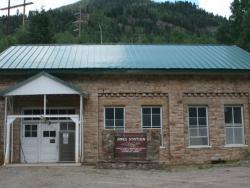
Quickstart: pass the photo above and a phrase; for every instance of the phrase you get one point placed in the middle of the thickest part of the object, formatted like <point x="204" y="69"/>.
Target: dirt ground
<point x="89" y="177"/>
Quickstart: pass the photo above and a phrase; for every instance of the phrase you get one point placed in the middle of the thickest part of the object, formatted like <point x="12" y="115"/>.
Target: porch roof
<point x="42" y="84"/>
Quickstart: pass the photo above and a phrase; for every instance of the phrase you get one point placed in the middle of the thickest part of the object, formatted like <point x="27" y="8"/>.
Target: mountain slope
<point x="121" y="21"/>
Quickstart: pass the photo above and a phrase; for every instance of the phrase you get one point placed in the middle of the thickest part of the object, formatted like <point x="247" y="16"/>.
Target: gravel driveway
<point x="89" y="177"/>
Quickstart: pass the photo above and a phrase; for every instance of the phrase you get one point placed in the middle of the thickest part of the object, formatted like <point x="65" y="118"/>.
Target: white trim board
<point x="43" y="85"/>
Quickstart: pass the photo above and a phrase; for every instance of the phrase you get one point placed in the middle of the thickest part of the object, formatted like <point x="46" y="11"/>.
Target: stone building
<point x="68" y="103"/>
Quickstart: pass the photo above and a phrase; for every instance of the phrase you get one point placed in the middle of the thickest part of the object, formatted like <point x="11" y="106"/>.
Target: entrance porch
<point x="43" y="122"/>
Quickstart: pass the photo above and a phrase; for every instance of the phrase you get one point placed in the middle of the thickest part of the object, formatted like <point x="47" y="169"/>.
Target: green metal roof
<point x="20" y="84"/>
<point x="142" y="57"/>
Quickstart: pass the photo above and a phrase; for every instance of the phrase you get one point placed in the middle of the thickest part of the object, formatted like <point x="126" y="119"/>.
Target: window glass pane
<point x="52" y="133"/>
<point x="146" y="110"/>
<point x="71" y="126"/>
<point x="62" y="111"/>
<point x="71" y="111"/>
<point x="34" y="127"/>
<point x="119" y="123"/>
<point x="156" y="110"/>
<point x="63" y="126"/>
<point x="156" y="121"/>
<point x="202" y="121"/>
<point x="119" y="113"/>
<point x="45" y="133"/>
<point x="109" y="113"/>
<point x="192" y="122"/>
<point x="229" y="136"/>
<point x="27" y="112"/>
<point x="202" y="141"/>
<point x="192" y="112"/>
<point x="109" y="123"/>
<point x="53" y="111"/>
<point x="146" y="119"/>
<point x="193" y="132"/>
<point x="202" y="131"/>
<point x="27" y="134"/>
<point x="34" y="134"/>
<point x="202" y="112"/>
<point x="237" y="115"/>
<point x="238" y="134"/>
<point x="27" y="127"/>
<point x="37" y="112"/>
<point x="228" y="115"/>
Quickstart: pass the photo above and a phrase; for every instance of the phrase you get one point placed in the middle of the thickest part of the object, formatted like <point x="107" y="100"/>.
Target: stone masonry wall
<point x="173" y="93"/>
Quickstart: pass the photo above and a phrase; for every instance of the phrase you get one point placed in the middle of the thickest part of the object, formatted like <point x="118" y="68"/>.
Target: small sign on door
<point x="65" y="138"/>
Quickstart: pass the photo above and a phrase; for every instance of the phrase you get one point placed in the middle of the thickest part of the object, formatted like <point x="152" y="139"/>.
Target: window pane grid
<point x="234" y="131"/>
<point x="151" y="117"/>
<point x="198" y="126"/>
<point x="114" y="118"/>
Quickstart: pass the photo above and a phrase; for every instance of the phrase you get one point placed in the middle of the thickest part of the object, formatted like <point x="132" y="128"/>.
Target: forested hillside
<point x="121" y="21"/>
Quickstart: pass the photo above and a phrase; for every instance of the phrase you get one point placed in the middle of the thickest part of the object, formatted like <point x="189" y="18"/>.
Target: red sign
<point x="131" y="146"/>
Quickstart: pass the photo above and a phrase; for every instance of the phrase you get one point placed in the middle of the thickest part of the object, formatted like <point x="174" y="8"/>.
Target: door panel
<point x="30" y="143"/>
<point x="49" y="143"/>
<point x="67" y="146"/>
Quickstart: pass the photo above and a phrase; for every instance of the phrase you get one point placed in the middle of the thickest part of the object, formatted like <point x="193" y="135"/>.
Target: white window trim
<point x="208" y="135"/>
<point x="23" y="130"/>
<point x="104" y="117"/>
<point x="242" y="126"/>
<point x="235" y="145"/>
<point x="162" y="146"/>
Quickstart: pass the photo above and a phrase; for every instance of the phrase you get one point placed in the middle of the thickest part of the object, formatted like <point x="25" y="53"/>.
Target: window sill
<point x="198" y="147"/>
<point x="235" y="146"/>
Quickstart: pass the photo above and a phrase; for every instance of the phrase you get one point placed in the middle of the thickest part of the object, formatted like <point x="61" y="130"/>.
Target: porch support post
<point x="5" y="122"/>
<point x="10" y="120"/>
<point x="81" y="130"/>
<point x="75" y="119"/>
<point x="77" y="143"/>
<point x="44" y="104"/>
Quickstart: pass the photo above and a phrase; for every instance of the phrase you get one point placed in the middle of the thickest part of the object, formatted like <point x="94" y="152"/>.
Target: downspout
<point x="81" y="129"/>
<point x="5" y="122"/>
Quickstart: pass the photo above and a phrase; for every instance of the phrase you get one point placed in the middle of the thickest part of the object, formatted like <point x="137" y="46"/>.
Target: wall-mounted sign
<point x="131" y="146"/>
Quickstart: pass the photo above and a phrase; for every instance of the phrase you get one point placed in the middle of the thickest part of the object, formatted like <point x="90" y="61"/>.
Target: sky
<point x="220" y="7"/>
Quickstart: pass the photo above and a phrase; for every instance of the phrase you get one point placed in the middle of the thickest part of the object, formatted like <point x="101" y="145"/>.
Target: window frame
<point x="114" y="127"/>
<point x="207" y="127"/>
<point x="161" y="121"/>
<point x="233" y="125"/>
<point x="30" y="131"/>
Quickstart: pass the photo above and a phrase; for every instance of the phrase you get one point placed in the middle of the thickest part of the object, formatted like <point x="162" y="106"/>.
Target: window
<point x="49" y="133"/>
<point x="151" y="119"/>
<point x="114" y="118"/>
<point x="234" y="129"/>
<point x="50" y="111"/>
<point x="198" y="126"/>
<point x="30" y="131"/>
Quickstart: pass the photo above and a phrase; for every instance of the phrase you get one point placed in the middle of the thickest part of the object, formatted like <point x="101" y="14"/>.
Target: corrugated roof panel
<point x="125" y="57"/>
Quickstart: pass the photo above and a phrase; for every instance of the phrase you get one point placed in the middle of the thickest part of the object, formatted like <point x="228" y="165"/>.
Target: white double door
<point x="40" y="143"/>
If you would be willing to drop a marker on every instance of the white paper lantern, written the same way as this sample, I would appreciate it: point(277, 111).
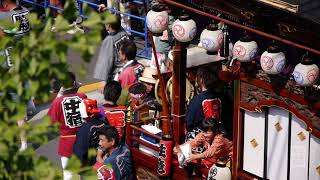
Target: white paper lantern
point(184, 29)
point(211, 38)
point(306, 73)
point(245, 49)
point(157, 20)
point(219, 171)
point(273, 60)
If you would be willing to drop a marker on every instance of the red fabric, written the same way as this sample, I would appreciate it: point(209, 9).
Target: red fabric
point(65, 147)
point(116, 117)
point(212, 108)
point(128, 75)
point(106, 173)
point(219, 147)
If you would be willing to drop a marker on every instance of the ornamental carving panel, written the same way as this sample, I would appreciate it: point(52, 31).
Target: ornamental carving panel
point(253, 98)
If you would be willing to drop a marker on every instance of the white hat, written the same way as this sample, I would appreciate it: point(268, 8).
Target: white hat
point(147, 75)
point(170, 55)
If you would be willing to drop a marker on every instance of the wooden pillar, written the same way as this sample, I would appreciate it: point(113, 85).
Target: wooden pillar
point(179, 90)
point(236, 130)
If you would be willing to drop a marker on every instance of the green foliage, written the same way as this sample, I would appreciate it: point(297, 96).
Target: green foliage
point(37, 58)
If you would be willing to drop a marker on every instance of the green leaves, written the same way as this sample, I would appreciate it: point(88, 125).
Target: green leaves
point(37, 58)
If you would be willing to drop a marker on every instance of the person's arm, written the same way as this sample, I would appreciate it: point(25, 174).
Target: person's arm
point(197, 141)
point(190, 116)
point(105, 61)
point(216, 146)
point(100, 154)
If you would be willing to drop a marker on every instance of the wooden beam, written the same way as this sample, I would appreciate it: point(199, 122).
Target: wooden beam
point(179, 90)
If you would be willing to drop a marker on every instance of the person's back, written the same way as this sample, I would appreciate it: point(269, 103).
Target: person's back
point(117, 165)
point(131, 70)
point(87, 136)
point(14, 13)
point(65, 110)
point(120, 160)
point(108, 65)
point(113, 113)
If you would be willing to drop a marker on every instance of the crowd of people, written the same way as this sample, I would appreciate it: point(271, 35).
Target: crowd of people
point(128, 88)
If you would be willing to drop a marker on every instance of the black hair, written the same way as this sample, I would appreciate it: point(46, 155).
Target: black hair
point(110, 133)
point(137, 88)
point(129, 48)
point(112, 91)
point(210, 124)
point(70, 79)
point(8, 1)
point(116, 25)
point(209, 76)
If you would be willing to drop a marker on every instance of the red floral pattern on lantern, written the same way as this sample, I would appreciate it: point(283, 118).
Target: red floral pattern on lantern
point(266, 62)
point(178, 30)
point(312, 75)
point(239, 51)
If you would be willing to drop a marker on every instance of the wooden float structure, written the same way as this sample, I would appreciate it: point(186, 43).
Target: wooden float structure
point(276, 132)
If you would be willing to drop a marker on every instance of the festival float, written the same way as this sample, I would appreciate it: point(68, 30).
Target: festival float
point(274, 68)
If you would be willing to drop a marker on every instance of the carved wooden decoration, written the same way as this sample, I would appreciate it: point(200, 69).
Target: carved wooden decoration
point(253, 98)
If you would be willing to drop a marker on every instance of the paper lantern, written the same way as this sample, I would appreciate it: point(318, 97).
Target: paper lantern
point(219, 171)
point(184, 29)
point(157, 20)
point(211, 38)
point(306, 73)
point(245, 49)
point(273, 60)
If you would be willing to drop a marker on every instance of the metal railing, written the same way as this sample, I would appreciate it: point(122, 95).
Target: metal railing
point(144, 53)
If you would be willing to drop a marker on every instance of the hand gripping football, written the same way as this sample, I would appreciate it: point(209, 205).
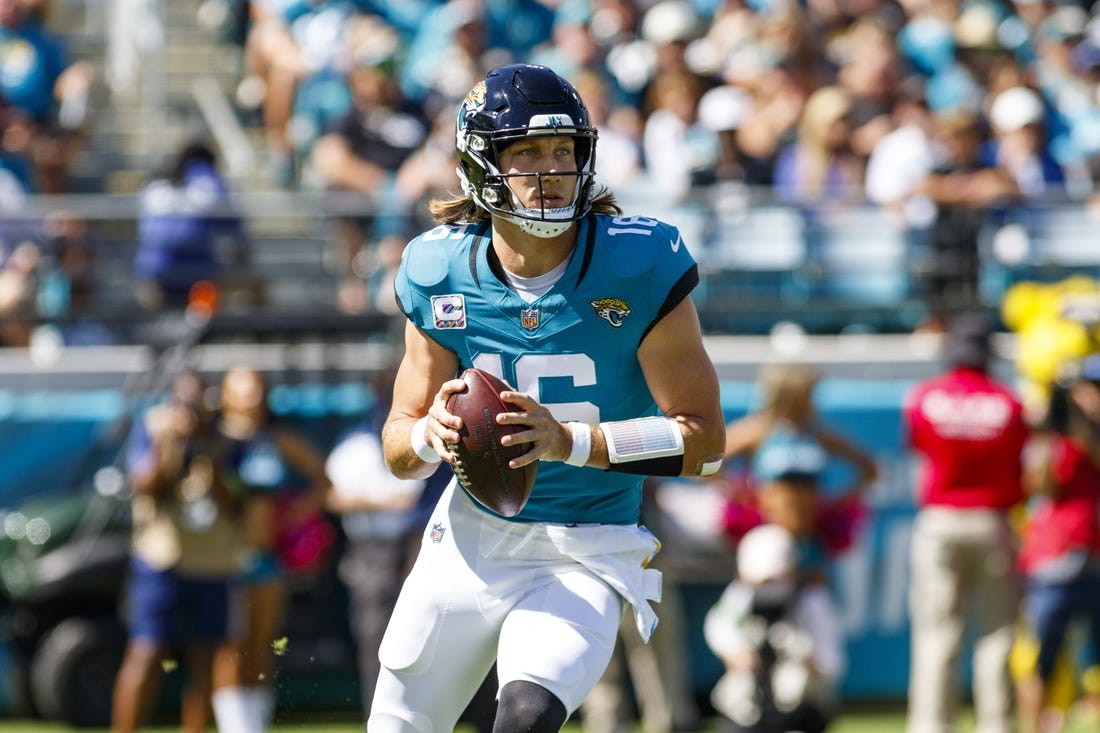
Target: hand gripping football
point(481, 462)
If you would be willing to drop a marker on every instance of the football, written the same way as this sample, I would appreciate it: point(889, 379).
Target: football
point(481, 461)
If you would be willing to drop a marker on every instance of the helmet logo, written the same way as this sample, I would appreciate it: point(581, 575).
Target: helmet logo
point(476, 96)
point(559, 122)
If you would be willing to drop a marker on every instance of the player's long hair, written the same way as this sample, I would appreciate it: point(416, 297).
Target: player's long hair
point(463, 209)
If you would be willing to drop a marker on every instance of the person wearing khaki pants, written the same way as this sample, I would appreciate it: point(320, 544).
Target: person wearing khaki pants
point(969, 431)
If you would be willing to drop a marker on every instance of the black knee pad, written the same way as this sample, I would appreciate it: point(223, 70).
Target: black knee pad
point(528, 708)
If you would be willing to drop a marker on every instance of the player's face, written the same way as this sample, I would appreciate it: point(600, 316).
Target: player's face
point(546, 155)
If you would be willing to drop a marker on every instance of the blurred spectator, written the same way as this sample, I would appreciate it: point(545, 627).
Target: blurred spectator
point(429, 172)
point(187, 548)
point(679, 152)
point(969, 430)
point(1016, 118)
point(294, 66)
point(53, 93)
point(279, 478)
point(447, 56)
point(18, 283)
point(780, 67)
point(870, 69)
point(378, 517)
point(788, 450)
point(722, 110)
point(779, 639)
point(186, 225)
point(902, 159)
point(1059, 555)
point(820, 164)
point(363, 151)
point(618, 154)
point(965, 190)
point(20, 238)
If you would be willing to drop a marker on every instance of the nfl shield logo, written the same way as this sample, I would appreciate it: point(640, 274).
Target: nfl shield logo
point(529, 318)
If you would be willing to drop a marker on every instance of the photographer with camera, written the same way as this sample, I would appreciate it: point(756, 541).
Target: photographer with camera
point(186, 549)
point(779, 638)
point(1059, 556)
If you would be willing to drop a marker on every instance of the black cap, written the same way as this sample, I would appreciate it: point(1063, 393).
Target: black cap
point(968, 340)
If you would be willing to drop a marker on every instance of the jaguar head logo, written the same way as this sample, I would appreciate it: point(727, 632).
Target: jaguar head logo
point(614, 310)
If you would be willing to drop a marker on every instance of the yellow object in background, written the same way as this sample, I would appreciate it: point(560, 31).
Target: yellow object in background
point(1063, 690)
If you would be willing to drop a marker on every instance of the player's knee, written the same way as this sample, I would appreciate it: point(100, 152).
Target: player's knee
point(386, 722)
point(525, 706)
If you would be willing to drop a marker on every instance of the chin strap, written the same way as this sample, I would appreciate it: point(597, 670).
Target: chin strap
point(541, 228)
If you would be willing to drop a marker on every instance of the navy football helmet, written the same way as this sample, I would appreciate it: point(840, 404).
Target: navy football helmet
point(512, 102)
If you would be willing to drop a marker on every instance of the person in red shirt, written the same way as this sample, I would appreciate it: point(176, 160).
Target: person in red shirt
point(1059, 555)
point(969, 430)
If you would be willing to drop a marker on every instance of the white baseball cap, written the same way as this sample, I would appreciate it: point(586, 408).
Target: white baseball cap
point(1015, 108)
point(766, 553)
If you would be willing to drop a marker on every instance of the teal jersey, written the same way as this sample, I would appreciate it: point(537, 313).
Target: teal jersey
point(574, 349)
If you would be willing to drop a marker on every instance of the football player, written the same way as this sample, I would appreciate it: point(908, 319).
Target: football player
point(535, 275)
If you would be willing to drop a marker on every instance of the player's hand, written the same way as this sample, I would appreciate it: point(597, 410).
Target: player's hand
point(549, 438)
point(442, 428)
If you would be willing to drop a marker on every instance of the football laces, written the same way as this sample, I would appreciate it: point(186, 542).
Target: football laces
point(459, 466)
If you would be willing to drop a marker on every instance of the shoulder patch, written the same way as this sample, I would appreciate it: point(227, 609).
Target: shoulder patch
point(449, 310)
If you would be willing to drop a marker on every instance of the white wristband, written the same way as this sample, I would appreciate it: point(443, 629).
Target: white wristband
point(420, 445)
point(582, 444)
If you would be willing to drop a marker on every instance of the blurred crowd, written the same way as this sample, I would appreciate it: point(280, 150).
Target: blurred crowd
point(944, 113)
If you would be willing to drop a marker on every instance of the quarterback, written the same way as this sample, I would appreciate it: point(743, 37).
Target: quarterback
- - - - - - -
## YOUR GOAL:
Render the stretch of the listing from the line containing "it: point(443, 629)." through the line containing "point(582, 444)" as a numbered list, leaving out any blank lines.

## OUTPUT FOR THIS EXERCISE:
1. If you would be willing to drop a marker on every instance of the white wristband, written the same way as this sample, I would appreciate it: point(443, 629).
2. Target: white wristband
3. point(420, 445)
4. point(582, 444)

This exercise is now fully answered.